» Work to be completed: Every line below from the one containing "pin the green foliage, one dot per instance" through the one containing "pin the terracotta" must be transcribed exactly. Omit all lines outside that stretch.

Stored entries:
☆ ☆ ☆ ☆

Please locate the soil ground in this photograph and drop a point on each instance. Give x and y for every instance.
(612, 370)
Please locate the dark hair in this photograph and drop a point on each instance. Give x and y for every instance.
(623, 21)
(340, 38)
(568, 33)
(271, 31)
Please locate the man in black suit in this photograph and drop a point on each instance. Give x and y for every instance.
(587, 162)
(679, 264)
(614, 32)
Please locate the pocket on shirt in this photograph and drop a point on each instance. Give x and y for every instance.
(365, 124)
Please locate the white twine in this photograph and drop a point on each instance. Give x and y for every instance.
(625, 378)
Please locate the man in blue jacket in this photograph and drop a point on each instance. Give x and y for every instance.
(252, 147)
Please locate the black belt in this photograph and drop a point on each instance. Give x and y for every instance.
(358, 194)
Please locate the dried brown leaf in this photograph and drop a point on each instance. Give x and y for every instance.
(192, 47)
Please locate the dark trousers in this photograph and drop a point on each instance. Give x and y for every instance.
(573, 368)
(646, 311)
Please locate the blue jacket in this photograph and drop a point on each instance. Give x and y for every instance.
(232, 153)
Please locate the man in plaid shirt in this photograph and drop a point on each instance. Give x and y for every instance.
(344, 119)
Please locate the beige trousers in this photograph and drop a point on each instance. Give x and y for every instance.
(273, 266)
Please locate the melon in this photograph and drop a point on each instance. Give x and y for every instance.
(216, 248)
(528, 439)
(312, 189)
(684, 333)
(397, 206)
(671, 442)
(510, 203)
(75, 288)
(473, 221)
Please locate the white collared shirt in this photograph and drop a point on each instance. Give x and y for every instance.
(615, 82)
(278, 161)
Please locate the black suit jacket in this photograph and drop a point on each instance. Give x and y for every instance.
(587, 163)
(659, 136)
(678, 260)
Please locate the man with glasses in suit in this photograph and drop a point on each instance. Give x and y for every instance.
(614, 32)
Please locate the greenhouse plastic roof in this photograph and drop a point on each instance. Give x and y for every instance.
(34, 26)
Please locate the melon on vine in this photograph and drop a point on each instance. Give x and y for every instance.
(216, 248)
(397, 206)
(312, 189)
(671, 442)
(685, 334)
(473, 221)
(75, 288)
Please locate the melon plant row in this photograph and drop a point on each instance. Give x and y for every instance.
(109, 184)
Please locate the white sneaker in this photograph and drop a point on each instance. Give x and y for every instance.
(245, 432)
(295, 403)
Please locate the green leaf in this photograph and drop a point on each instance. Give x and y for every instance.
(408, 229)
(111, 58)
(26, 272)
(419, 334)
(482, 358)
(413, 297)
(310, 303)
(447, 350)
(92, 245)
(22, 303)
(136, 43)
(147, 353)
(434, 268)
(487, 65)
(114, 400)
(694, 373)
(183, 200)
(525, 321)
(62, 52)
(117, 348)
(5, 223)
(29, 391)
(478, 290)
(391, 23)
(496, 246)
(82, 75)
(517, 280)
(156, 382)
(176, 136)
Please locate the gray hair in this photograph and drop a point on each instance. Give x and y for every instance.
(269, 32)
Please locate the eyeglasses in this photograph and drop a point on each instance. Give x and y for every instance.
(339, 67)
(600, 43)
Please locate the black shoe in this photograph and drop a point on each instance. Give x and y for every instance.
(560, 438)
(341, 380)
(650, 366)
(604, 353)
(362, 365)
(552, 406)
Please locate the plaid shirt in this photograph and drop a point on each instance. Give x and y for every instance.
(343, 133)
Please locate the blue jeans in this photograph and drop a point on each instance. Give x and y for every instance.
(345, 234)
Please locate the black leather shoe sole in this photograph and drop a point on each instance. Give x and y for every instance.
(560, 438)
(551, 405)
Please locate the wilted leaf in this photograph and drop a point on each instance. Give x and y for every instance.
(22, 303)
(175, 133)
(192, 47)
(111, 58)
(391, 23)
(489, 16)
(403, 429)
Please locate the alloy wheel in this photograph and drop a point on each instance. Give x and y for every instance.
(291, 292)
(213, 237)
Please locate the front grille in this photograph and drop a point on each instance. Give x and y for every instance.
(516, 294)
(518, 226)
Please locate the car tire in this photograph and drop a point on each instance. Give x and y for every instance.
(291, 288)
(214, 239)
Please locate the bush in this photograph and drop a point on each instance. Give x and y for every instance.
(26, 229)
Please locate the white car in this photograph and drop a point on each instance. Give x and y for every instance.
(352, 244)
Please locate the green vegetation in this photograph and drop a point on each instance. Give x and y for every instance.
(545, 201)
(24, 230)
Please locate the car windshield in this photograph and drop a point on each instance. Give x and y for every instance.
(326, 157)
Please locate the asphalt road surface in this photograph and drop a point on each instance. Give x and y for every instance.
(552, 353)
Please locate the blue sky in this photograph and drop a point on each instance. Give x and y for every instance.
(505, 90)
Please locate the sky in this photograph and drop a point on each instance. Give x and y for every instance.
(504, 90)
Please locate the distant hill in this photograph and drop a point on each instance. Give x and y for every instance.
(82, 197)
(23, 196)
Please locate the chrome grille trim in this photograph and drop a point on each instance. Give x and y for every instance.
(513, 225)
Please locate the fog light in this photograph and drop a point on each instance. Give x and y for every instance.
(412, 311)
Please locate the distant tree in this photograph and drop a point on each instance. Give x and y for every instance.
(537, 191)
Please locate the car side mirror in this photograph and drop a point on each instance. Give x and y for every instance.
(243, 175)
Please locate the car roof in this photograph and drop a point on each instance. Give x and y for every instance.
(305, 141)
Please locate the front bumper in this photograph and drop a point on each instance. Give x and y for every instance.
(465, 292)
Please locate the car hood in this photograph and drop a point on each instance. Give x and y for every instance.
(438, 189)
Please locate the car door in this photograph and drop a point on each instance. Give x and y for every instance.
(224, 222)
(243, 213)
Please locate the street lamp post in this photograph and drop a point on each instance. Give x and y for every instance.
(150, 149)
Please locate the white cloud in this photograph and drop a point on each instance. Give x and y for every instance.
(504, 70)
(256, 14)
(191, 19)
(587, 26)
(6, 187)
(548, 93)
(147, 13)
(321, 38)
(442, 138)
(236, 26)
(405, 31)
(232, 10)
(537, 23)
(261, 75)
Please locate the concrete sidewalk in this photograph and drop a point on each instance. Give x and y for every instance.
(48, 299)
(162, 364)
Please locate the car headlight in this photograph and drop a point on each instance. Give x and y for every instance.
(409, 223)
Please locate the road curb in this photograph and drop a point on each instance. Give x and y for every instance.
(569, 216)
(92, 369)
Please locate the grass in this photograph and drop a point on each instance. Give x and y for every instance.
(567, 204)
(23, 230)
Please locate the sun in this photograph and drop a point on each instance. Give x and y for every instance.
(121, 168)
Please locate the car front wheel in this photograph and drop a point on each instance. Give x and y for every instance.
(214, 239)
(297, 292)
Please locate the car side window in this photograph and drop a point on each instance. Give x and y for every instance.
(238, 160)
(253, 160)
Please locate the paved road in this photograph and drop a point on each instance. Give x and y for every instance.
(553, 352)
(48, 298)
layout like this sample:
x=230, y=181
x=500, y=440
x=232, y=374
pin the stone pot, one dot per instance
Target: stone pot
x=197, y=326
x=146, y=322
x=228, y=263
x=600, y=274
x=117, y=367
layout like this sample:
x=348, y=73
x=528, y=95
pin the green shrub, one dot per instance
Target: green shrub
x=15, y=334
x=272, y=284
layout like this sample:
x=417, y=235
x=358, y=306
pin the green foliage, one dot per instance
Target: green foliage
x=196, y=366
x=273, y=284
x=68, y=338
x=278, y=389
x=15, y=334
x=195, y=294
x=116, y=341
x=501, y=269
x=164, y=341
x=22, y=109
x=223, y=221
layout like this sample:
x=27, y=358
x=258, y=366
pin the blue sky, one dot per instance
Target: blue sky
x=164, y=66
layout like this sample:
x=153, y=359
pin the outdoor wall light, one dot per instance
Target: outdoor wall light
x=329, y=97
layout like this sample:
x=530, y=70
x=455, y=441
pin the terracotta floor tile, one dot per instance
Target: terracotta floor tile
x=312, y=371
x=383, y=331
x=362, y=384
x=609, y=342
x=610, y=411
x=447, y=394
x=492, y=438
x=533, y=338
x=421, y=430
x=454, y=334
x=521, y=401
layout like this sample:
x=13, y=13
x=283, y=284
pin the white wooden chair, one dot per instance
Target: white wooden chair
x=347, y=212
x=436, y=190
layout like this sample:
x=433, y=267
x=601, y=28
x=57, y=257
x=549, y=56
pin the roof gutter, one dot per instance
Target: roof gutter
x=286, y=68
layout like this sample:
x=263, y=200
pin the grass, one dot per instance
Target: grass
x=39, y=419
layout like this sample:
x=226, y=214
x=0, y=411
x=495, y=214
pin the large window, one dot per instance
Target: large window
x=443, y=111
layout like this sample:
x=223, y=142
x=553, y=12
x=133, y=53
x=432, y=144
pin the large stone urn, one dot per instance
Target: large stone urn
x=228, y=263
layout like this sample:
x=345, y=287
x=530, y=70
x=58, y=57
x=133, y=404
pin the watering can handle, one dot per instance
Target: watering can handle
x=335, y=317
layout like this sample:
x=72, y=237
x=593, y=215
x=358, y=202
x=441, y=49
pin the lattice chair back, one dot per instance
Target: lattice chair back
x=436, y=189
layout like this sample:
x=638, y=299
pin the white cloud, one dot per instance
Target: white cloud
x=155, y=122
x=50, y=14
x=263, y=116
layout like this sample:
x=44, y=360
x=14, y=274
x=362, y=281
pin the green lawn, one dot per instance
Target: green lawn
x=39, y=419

☆ ☆ ☆ ☆

» Response:
pin the green foliage, one dot per instance
Target: green foliage
x=196, y=366
x=273, y=284
x=68, y=338
x=278, y=389
x=15, y=334
x=195, y=294
x=116, y=341
x=501, y=269
x=164, y=341
x=22, y=109
x=223, y=221
layout like this sample:
x=27, y=358
x=258, y=366
pin the blue sky, one dot per instance
Target: blue sky
x=164, y=66
layout like this sample:
x=153, y=359
pin the outdoor wall light, one dot per instance
Target: outdoor wall light
x=329, y=97
layout like this sample:
x=530, y=70
x=455, y=441
pin the terracotta floor tile, one dot per instance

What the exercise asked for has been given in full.